↓↓↓

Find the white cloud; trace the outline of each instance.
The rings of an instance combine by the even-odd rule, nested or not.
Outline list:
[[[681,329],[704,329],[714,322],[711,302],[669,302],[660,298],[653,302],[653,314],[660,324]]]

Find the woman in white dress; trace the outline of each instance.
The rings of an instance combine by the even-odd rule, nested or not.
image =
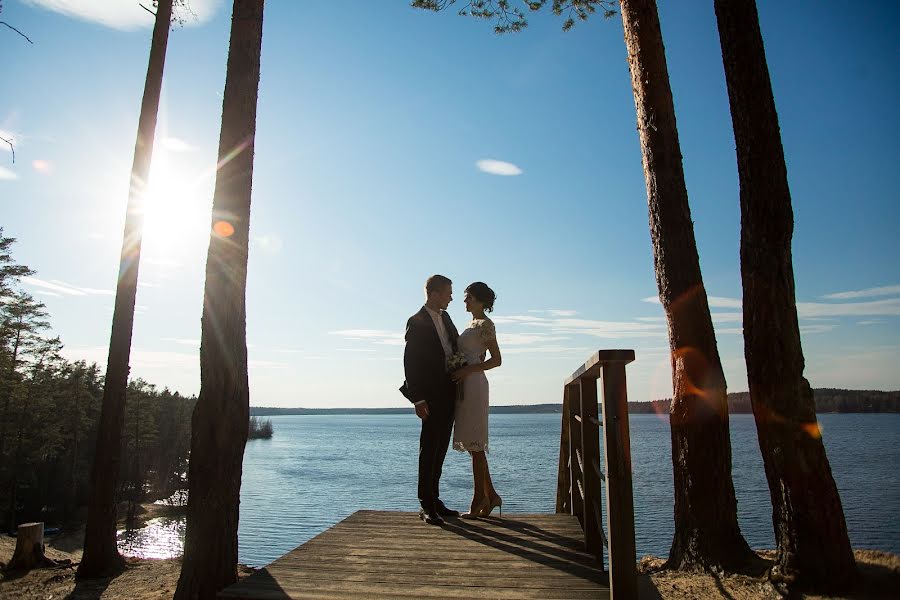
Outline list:
[[[494,291],[480,281],[466,288],[464,302],[472,313],[472,322],[459,334],[457,347],[465,355],[466,366],[454,371],[451,377],[463,386],[462,397],[457,395],[453,424],[453,448],[472,455],[472,477],[475,492],[466,519],[486,517],[503,500],[491,482],[487,464],[488,451],[488,381],[484,372],[499,367],[500,347],[494,322],[485,312],[491,312],[496,299]],[[485,360],[487,353],[491,357]]]

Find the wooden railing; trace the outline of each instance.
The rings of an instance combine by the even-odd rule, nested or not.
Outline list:
[[[610,597],[617,600],[637,598],[631,443],[625,386],[625,365],[633,360],[634,350],[600,350],[572,373],[564,386],[559,443],[556,512],[578,517],[584,530],[585,547],[601,564],[603,548],[608,548]],[[599,403],[598,379],[602,385]],[[602,407],[602,421],[598,405]],[[600,462],[601,431],[603,463]],[[604,482],[605,534],[601,517]]]

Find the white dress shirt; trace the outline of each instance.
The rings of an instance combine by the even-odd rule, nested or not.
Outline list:
[[[444,325],[444,316],[441,314],[441,311],[431,310],[427,306],[425,310],[428,311],[428,314],[431,315],[431,320],[434,321],[434,328],[437,329],[438,338],[441,340],[441,346],[444,348],[444,356],[449,358],[451,354],[453,354],[453,346],[450,344],[450,336],[447,335],[447,327]],[[425,402],[424,400],[419,400],[415,402],[415,405],[419,405]]]

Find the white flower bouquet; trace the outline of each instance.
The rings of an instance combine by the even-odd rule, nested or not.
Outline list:
[[[447,372],[452,373],[454,371],[459,371],[468,364],[465,354],[462,352],[454,352],[447,357]]]
[[[450,356],[447,357],[447,372],[453,373],[454,371],[459,371],[466,365],[468,365],[468,361],[466,360],[465,354],[462,352],[454,352]],[[462,380],[456,382],[456,402],[462,402],[463,400],[463,385]]]

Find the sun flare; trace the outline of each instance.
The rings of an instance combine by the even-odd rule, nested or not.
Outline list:
[[[177,257],[208,239],[209,176],[192,171],[189,161],[173,154],[164,148],[154,151],[143,203],[142,253],[154,258]]]

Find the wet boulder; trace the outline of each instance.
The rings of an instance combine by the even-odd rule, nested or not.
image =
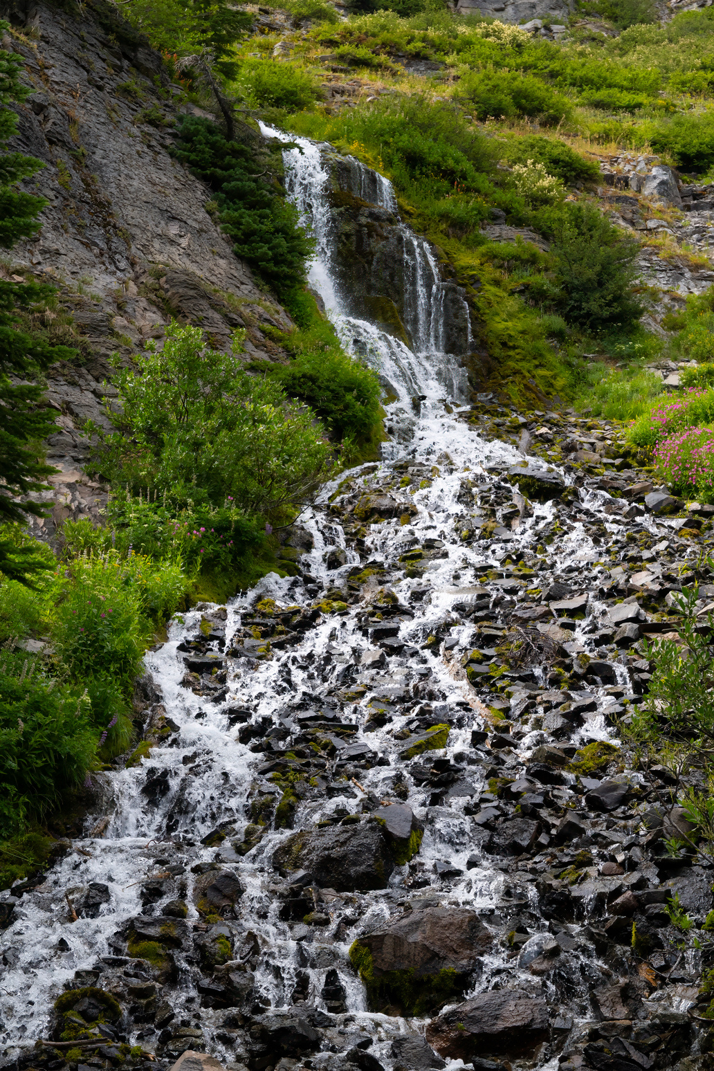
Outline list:
[[[492,940],[475,911],[425,907],[359,937],[350,960],[374,1007],[417,1015],[453,998]]]
[[[626,781],[614,781],[608,779],[601,781],[596,788],[592,788],[586,796],[586,806],[589,811],[614,811],[623,802],[629,791]]]
[[[308,871],[323,889],[367,892],[386,888],[394,859],[379,823],[363,821],[293,833],[273,853],[273,866]]]
[[[108,904],[111,900],[109,887],[102,881],[90,881],[87,892],[81,897],[78,914],[86,919],[95,919],[102,909],[103,904]]]
[[[560,498],[565,491],[565,484],[558,472],[549,472],[534,465],[515,465],[508,469],[508,482],[518,484],[521,495],[535,499],[536,502],[549,502]]]
[[[373,812],[373,818],[382,826],[397,865],[408,863],[419,851],[424,824],[406,803],[381,806]]]
[[[425,1038],[419,1034],[401,1035],[392,1042],[390,1052],[394,1060],[394,1071],[430,1071],[431,1068],[446,1066],[435,1053]]]
[[[528,1056],[547,1038],[545,1000],[519,990],[480,993],[431,1020],[426,1028],[432,1049],[465,1064],[485,1055]]]
[[[320,1047],[320,1035],[302,1008],[271,1012],[259,1019],[254,1029],[262,1043],[279,1056],[295,1057]]]
[[[194,900],[202,915],[229,915],[229,909],[241,899],[245,886],[233,871],[209,871],[201,874],[194,885]]]
[[[67,990],[55,1001],[52,1035],[60,1040],[66,1030],[73,1038],[89,1037],[96,1023],[118,1023],[122,1008],[116,997],[92,985]]]

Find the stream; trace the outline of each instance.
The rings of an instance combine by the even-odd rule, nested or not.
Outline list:
[[[174,617],[147,654],[142,718],[156,745],[95,779],[86,835],[40,884],[0,894],[14,904],[0,933],[4,1061],[31,1066],[24,1054],[59,1029],[52,1002],[83,986],[122,1009],[90,1067],[111,1064],[122,1041],[141,1046],[147,1068],[185,1050],[232,1071],[673,1067],[643,1031],[677,1060],[692,1051],[697,953],[675,963],[667,920],[652,922],[648,962],[670,976],[648,986],[641,957],[603,927],[623,895],[651,890],[641,903],[662,905],[654,893],[679,872],[652,861],[625,798],[640,774],[627,771],[616,805],[601,806],[588,794],[605,799],[607,771],[579,776],[568,764],[588,743],[617,743],[614,719],[641,702],[649,675],[608,633],[608,606],[627,594],[612,588],[611,552],[622,557],[637,528],[664,543],[665,564],[692,554],[671,523],[625,517],[602,481],[474,425],[468,302],[398,220],[388,180],[348,159],[352,195],[397,233],[405,331],[355,311],[335,269],[332,150],[262,133],[298,146],[285,151],[286,183],[317,239],[309,285],[348,351],[378,369],[390,437],[381,462],[341,473],[300,517],[299,575]],[[447,302],[460,302],[459,352],[445,351]],[[514,469],[535,471],[535,484],[519,493]],[[487,672],[508,623],[534,654],[498,690]],[[423,833],[407,862],[386,851],[404,831],[375,847],[390,806],[411,820],[407,839]],[[575,884],[560,876],[568,868]],[[436,969],[459,979],[445,1004],[412,1014],[389,986],[370,1004],[349,957],[409,911],[432,920],[407,941],[416,975],[428,946]],[[383,953],[393,970],[405,969],[402,945]],[[470,1001],[470,1017],[450,1025],[449,1009]],[[616,1045],[617,1065],[614,1037],[629,1045]]]

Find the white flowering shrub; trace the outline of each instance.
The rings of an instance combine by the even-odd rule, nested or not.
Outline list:
[[[560,179],[548,175],[545,164],[528,160],[525,164],[514,164],[512,172],[516,190],[530,205],[552,205],[563,200],[565,186]]]

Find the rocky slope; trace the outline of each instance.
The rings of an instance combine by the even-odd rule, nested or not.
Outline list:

↑↑↑

### Requirement:
Copy the data from the line containing "Find the stream;" through the end of the data, including the requests. In every outline answer, increase each coordinate by 145.

### Solved exercise:
Find the stream; trace the outline of each instance.
The rings of an instance combine by the even-odd rule, nested or not.
Outline list:
[[[319,762],[292,799],[287,863],[301,890],[240,924],[231,980],[185,1029],[145,1039],[159,1049],[145,1078],[149,1206],[176,1211],[169,1199],[204,1174],[197,1147],[228,1131],[267,1154],[235,1212],[256,1209],[267,1186],[286,1191],[292,1213],[330,1195],[377,1216],[818,1212],[788,1176],[822,1205],[837,1196],[842,1098],[820,1108],[812,1065],[797,1067],[793,1107],[815,1121],[793,1131],[786,1102],[748,1072],[768,1040],[796,1035],[786,1048],[807,1050],[799,1038],[824,1017],[797,1006],[770,943],[785,919],[772,916],[761,950],[746,951],[733,939],[750,944],[752,916],[724,921],[713,909],[733,888],[762,888],[759,864],[786,847],[794,820],[753,778],[753,751],[772,739],[757,733],[756,697],[767,702],[782,673],[809,688],[810,709],[837,699],[816,668],[770,662],[747,626],[619,570],[613,447],[543,365],[533,325],[493,304],[497,340],[542,378],[550,476],[500,456],[480,414],[477,295],[407,278],[443,291],[430,296],[431,328],[462,384],[454,430],[493,496],[523,514],[535,582],[526,607],[486,618],[445,662],[444,720]],[[592,447],[605,447],[604,497],[590,496]],[[659,614],[680,616],[680,629],[664,638]],[[632,817],[653,768],[679,799],[643,835]],[[568,978],[552,1007],[531,996],[549,976],[520,992],[535,951],[556,965],[552,984]],[[720,1029],[705,1021],[713,1013]],[[581,1114],[604,1124],[590,1149],[557,1159],[534,1131],[515,1149],[494,1102],[554,1056],[577,1065],[552,1086],[561,1120],[573,1091]],[[528,1098],[538,1115],[550,1114],[547,1090]],[[615,1146],[615,1162],[595,1170],[594,1154]],[[761,1190],[762,1210],[759,1182],[774,1190]]]

Find the white flowering shrub; trace the outline of each instance.
The rings of an instance combine by the even-odd rule, nested or not.
Outline list:
[[[705,324],[693,320],[690,309],[673,305],[670,309],[659,309],[657,317],[661,335],[675,350],[697,350],[708,345],[710,331]]]

Find the rocky slope; trace the outline of each instance.
The rings of an instance combine by the even-odd rule, nested or not.
Outline list:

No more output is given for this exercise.